Ich meine dies selbstverständlich nicht so, daß die plattdeutschen Schriftsteller mit einem Sprunge wohl oder übel in dem Anfange des siebenzehnten Jahrhunderts fußen und einer entfernten Zeit die letzten Reste der altplattdeutschen Schriftsprache als allein richtig aufdringen sollen. – Das kann [12] mir nicht einfallen. Zwischen damals und jetzt liegt eine lange Zeit, und diese Zeit hat ihre Rechte, und wenn auch unsere Sprache als Schriftsprache geschlummert hat, so hat sie als gesprochene Sprache nach mannigfacher Richtung sich fortgebildet, wie dies ja gerade die Verschiedenheit der Dialekte beweist. Wir müssen daher nicht von dem Riß ausgehen, sondern von unsern heimatlichen Ufern aus dahin vorgehen, nicht übereilt, weil wir sonst zu rasch unsern nächsten Nachbarn aus den Augen kommen könnten, sondern allmählich; wir müssen das Unwesentliche über Bord werfen und das Zufällige der Aussprache dem Leser überlassen. Auf diese Weise bleibt jedem Dialekte das Tüchtige und Eigentümliche; aber wir werden uns nähern, weil wir auf konvergierender Fahrt ein Ziel im Auge haben, und werden leichter einer von dem andern das Tüchtige aufnehmen können. Es wird uns dies Opfer zugunsten der gemeinsamen Mutter auch nicht schwer werden können; wenigstens lange nicht so schwer als zugunsten einer höchstens gleichberechtigten Schwester.

- [Rohdaten]:
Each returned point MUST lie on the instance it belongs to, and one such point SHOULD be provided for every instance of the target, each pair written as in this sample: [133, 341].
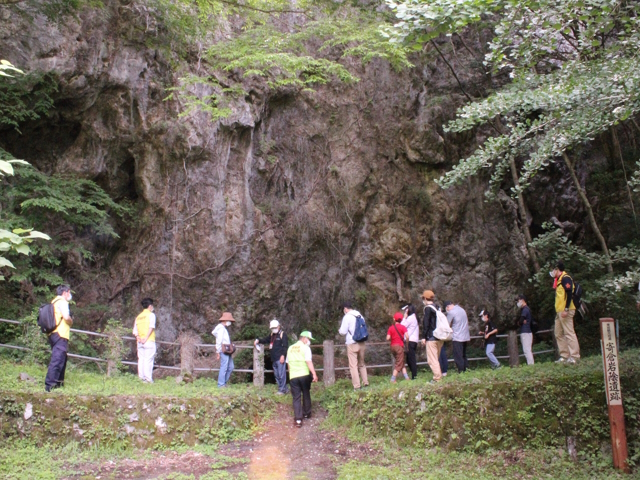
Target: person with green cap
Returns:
[301, 374]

- [Ziel]: Führe den Artikel über die plattdeutsche Schriftsprache nach seinem letzten Satz weiter. Das Material hat mit dem Artikel nichts zu tun.

- [Ergebnis]:
Wenn sich einer meiner freundlichen Leser die Mühe nehmen und diese Ausgabe mit der vorigen vergleichen will, so wird er finden, daß ich in der obenerwähnten Weise fortgeschritten bin. Es ist dies ein Anfang in meinem Sinne, und noch viele Änderungen und Besserungen sind in die Zukunft verschoben; ich wollte allmählich vorschreiten, um meinen nächsten Nachbarn nicht aus den Augen zu kommen. Man wird mir mit Recht viele Inkonsequenzen vorwerfen können, die andern Dialekte werden mir unter anderem die Beibehaltung der Diphthongen »au« »eu« »ei«, die dem Mecklenburger eigentümlich sind, tadeln und werden sich wundern, daß ich selbige nicht als etwas Unwesentliches über Bord geworfen habe, und so gibt es hundert Dinge, mit welchen man sich nicht einverstanden erklären wird. Es schadet das vorläufig nicht; ich weiß, ich bin auf gutem Wege, denn ich liebe meine Sprache mehr als meinen Dialekt.

Daß die Veränderung der Orthographie und des Ausdrucks [13] in dieser Auflage in bedeutender Weise das Versmaß und den Reim alterieren und daher eine sehr durchgreifende Überarbeitung veranlassen mußte, liegt auf der Hand. Ich habe mich derselben mit Gewissenhaftigkeit unterzogen und würde mich freuen, wenn man einen Fortschritt in dieser Ausgabe erkennen könnte; eine größere Freude aber würde es für mich sein, wenn von seiten anderer plattdeutscher Schriftsteller ein ähnlicher Weg betreten würde, um mit der Zeit zu einem gemeinsamen Verständnis zu gelangen.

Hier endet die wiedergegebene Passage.